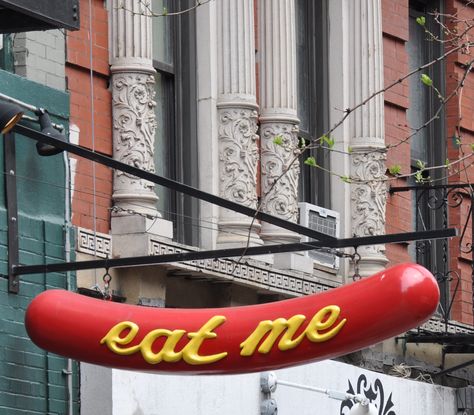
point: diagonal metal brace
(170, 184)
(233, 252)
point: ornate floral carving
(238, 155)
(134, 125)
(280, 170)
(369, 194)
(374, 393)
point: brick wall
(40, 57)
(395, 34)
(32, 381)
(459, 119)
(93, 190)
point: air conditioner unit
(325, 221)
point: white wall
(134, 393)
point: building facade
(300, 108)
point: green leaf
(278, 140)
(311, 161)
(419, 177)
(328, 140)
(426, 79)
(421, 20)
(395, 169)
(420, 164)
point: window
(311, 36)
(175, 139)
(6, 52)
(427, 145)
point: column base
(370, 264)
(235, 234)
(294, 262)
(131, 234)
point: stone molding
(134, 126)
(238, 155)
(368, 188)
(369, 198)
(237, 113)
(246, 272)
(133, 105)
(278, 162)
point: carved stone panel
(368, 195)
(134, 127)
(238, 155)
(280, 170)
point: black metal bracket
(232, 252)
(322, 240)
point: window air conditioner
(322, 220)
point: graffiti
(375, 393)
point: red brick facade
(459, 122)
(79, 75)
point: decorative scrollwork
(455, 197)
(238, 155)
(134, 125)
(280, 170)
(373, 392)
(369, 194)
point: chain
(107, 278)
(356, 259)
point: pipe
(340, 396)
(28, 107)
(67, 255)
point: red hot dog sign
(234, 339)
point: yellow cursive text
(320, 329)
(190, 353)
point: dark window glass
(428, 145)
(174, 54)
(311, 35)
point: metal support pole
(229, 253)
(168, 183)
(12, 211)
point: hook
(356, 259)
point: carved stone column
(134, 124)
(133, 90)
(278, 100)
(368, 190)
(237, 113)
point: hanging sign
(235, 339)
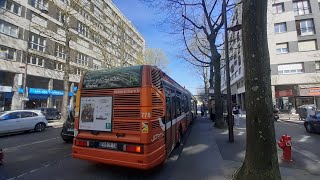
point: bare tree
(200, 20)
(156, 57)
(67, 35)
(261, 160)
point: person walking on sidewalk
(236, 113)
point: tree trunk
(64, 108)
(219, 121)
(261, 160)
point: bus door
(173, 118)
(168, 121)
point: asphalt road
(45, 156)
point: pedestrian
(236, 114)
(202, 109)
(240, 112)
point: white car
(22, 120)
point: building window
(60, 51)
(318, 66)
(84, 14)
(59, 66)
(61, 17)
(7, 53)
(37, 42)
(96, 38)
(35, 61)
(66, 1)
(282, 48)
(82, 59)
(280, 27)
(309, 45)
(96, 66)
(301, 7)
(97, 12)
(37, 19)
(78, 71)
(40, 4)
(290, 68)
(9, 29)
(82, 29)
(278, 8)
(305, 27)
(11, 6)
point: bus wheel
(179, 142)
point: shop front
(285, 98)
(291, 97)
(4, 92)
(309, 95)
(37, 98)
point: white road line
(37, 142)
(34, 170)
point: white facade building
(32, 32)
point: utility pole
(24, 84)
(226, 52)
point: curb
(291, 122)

#### EXERCISE REQUIREMENTS
Write out the lines of the material from the one containing "point: hook" through the last, exactly and only those. Leave every picture out.

#### EXPECTED ANSWER
point: hook
(356, 259)
point: carved stone column
(134, 124)
(133, 90)
(278, 100)
(368, 190)
(237, 113)
point: hanging sign
(235, 339)
point: bare tree
(200, 20)
(156, 57)
(67, 35)
(261, 160)
point: person walking on sidewalk
(236, 113)
point: tree trunk
(64, 108)
(219, 121)
(261, 160)
point: bus door
(173, 118)
(168, 121)
point: asphalt road
(45, 156)
point: pedestrian
(236, 114)
(202, 109)
(240, 112)
point: white car
(22, 120)
point: building window
(60, 51)
(318, 66)
(84, 14)
(59, 66)
(61, 17)
(7, 53)
(37, 42)
(96, 38)
(35, 61)
(66, 1)
(282, 48)
(82, 59)
(280, 27)
(309, 45)
(96, 66)
(301, 7)
(97, 12)
(37, 19)
(78, 71)
(40, 4)
(290, 68)
(9, 29)
(82, 29)
(278, 8)
(305, 27)
(11, 6)
point: bus wheel
(179, 142)
point: shop front
(285, 98)
(291, 97)
(4, 92)
(309, 95)
(37, 98)
point: white road line
(37, 142)
(34, 170)
point: white facade building
(32, 32)
point: utility pole
(24, 84)
(226, 52)
point: curb
(291, 122)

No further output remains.